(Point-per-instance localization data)
|---|
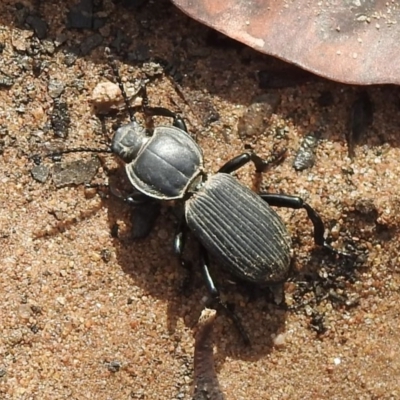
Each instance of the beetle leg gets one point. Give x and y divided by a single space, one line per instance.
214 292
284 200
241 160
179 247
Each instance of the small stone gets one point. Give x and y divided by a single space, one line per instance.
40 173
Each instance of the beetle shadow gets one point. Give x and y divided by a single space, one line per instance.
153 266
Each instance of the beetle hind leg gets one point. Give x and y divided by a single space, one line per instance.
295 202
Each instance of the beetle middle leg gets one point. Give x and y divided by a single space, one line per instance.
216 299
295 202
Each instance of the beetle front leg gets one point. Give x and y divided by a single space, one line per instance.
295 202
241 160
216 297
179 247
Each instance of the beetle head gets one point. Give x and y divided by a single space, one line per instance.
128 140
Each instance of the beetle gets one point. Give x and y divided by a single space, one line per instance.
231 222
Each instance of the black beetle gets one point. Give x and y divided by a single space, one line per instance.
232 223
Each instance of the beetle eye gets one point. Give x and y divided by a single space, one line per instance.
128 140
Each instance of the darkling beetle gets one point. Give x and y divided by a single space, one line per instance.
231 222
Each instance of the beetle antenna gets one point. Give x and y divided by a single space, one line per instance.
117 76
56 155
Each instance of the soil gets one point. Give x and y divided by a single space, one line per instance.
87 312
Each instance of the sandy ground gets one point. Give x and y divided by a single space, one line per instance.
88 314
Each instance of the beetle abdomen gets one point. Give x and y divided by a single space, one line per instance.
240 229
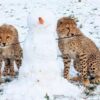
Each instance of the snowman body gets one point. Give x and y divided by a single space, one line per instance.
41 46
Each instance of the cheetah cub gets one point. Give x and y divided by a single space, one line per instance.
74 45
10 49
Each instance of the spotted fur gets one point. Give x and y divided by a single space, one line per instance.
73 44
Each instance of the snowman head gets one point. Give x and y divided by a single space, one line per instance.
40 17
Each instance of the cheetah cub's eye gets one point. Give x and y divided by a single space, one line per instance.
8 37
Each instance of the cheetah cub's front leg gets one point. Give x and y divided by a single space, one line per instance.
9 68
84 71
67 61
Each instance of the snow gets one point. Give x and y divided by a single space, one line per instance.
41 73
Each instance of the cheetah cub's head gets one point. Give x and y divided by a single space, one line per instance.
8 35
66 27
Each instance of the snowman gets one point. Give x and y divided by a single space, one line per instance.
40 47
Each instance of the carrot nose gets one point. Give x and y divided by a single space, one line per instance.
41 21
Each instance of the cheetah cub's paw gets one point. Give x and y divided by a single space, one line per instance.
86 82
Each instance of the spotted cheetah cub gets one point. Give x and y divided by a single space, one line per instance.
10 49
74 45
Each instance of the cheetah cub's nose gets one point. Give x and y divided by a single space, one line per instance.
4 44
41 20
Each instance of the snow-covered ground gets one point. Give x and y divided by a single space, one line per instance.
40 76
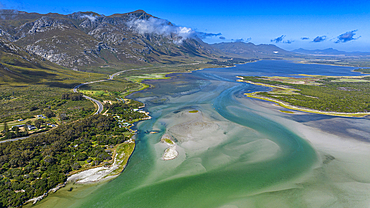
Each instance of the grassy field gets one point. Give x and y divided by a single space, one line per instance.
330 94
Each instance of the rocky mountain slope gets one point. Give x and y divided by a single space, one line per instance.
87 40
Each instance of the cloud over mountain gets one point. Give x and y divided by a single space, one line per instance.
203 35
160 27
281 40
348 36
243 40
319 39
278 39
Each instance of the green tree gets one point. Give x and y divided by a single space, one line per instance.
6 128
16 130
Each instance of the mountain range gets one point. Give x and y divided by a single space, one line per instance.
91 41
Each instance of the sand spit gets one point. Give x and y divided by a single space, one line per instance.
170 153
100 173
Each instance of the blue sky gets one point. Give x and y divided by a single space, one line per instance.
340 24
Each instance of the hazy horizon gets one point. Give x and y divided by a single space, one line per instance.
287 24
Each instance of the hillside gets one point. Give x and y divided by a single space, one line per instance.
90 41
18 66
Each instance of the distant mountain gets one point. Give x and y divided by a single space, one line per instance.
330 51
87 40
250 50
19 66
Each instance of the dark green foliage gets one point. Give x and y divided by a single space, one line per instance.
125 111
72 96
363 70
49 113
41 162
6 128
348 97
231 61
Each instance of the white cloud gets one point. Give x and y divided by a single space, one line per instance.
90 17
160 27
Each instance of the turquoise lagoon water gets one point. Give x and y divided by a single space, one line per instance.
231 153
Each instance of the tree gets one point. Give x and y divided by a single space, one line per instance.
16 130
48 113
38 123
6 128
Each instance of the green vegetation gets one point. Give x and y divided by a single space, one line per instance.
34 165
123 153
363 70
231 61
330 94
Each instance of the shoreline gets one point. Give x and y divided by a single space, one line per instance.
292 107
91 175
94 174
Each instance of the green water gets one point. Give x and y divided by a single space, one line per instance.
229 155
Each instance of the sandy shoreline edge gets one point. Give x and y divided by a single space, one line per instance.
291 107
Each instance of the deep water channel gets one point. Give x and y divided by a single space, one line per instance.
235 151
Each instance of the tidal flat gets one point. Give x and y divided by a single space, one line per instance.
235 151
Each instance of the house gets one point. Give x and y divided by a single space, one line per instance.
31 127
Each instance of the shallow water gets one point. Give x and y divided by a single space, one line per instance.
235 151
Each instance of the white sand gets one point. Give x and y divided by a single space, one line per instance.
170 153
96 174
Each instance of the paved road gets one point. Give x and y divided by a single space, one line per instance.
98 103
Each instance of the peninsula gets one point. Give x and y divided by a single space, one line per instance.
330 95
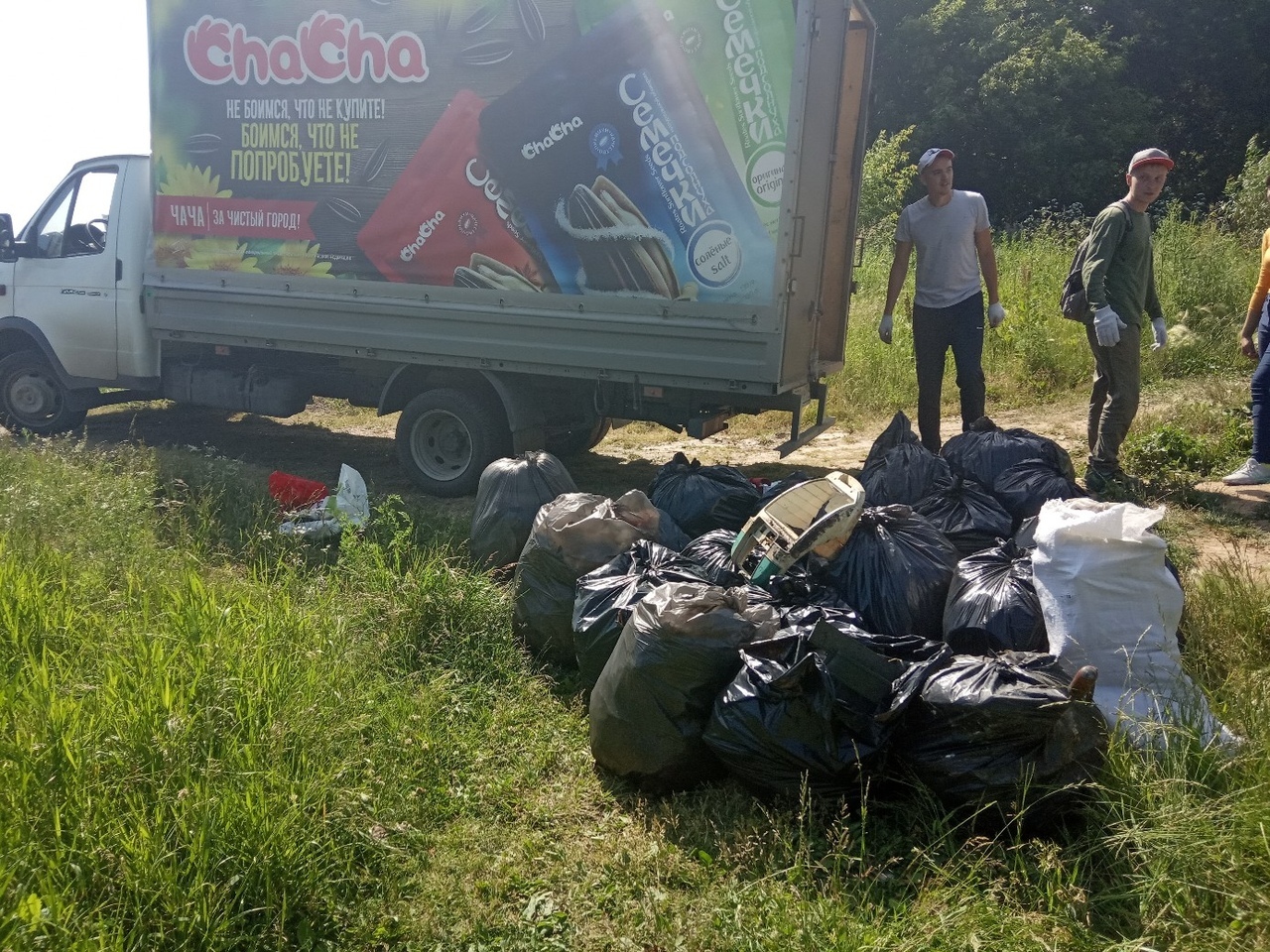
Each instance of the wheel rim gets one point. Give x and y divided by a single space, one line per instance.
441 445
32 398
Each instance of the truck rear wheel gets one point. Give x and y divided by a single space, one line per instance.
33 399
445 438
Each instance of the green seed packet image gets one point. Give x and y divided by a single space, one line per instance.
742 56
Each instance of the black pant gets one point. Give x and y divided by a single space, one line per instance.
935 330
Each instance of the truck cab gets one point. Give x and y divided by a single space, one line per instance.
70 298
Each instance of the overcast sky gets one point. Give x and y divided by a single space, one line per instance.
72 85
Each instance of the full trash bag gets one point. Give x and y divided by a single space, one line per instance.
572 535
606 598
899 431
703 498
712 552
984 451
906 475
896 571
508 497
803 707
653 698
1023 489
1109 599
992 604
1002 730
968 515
|---|
- WHAT YOU HAVE TO DO -
Each line of the data needs to be output exactly, with any image excluded.

- WORKED SOLUTION -
Each instance of the beetle leg gets one point. Give x and y divided by a single space, one line per instance.
214 292
284 200
241 160
179 247
Each instance of the small stone gets one point. Give x and y divided by a single space, one line per instance.
40 173
Each instance of the beetle shadow gets one point. Give x and y divided by a single space, one line per instance.
153 266
Each instance of the beetle hind leg gets one point. Give x and y divided by a single space, one line per instance.
295 202
Each instance of the beetle middle leg gets one point. Give x and y divided by a single space, one line per instance.
216 299
295 202
Each instance of the beetle front leg gets one point. Give x and y divided by a single space, one line per instance.
295 202
241 160
216 297
179 247
Each instance of the beetle head gets one point. Give x and y divided by a single space, one line per instance.
128 140
Each instance of the beetle gets one point. Give x and y divided by a single space, one line per instance.
231 222
Each instance of the black beetle gets one point. Give x and y divided by a single space, one line per instance.
232 223
Each instance of the beetle eye gets one point. Give x and y divided by a single space, one line per instance.
128 140
Each instance of the darkling beetle gets one point. Give x and y divided by a single space, one line per instance.
231 222
Each instance of the beetle antenna gets one point. Give x and y divided by a single space, one line per instance.
117 76
56 155
Each instance of the soil gets one point. Give x and y divided by a single space, one line per instance.
87 312
Each instance of the sandy ground gets one point. Give x and y divided by a single space, one line per instance.
88 314
Each instance of the beetle abdomen gets one point. Give x and y divided by a single space, one line per instance.
240 229
Each instance of the snowman body gets one point. Give x and y divided by a single space, one line per instance.
41 46
Each instance of the cheetah cub gets one point. Give x and y divided by a single space, one line per instance.
74 45
10 49
Each instance of the spotted fur gets one point. Give x and y divided by a single space, one line per instance.
73 44
Each instance of the snowman head gets one point. Give x and y divided by a single space, one line per instance.
40 17
Each instance of the cheetah cub's eye gets one point. Give x and y divided by a single space, one line per instance.
8 37
Each instance of the cheetah cub's front leg gets one point. Give x and y divided by a single space, one line per instance.
9 68
84 71
67 61
Each instance of the snow gets one point. Give x and y divided by a single space, one line per instance.
41 73
Each instance of the cheetah cub's head gets one point. Give x and y divided by a single space, one line per instance.
8 35
66 27
Each instance of the snowman gets one point. Give x and y divided by a single space, one line per instance.
40 47
Each instance of the carrot nose gets one point. Give x and y divided by a single space, one line per instance.
41 21
Each instance of the cheetah cub's paw gets one point. Give x and y divided by a single space, one line per instance.
86 82
Each instance of the spotted cheetah cub gets one point. Give x and y divided by a single space, one line per instance.
10 49
74 45
Each instance of the cheetah cub's nose gets one point. Give x and y divided by a single space, one line per instance.
4 44
41 20
Each instance of the snow-covered ground gets one point. Give x and y divided by a single space, one line per instance.
40 76
Each instance of the grassy field gets one point. Give x and y divided by a single space, one line per instance.
330 94
Each instance of the rocky mountain slope gets one point. Give x and y divided by a single space, one line per instance.
87 40
Each instance of the cloud over mountain gets one point. Give x and y divided by a single space, one line per instance.
203 35
160 27
281 40
348 36
243 40
319 39
278 39
Each instance of the green tree gets one point. Give x and y divided by a single space, one line per instance.
6 128
16 130
Each instance of the mountain range gets one point. Give x and y divided by a single space, one line per instance.
91 41
Each instance of the sand spit gets one point. Give x and y divided by a single space, one line per instance.
170 153
100 173
Each instance of the blue sky gets one point. Give x and y divided by a single space, one line per instance.
340 24
Each instance of the hazy horizon gets one point. Give x and y divided by a single space, one line per instance.
287 24
Each instance of the hillside gets one point. Give x and y divided by a single space, one line per instance.
90 41
18 66
Each instance of the distant mountain gets one point. Give x and y divided by a single space, one line per instance.
330 51
87 40
250 50
19 66
Each instance of the dark green foliage gets one point. Give x and y divided by a single space, one line per instance.
125 111
72 96
363 70
49 113
41 162
6 128
348 97
231 61
Each instance of the white cloud gets one point. Give x and y divided by a single space, one line per instance.
90 17
160 27
Each instance of the turquoise lagoon water gets one point. Give x and y divided by a single space, one line per instance.
231 153
Each instance of the tree gets one point. Give x and y divided by a single space, one line per instance.
16 130
48 113
38 123
6 128
Each instance of the green vegetation gets one point. Give x and y divided by a single space, one line per instance.
34 165
123 153
363 70
231 61
330 94
Each instance of the shoreline gets one point. Give x and y divided by a single space, one line per instance.
292 107
91 175
94 174
Each instance of the green water gets one point. Give x and y divided by a single space, one line per instance.
229 155
Each instance of the sandy shoreline edge gets one point. Give x and y divided by a single space, one line per instance.
291 107
Each instance of the deep water channel gets one point. Give x and y divided by a single space, one line per instance.
235 151
Each instance of the tidal flat gets one point. Give x and y divided by a single space, one line per instance.
235 151
Each instance of the house gets one point. Give x and y divided by a single space, one line per instance.
31 127
Each instance of the shallow water gets one point. Give x and y divided by a single space, one line per instance.
235 151
Each instance of the white sand gets one point. Give x and y divided by a single space, one line per instance.
170 153
96 174
Each instance of the paved road gets one point. Give x and y divided by a single space, one line per instance.
98 103
Each instance of the peninsula gets one point. Give x and y divided by a single space, one line per instance.
330 95
Each instance of the wheel rim gets one point. Give x and y divided by a single space, one line per instance.
441 445
32 398
Each instance of the truck rear wheel gets one point. Give x and y divided by a single space, one line per instance.
33 399
445 438
Each instance of the green seed packet image gets one point. Give x and y divided by a single space, one line per instance.
742 56
Each instance of the black pant gets one point. Give x and y divided by a single space, one line per instance.
935 330
Each instance of the truck cab gets one point. Give x and y divided by a single space, one line per instance.
70 298
Each instance of the overcast sky gets one point. Give x and y divided by a single space, one line per instance.
72 85
Each instance of the full trash bag gets one point. Give x and y divided by a single space, one line per instance.
572 535
606 598
899 431
703 498
712 552
984 451
906 475
896 571
508 497
803 707
653 698
1023 489
1109 599
992 604
1002 730
968 515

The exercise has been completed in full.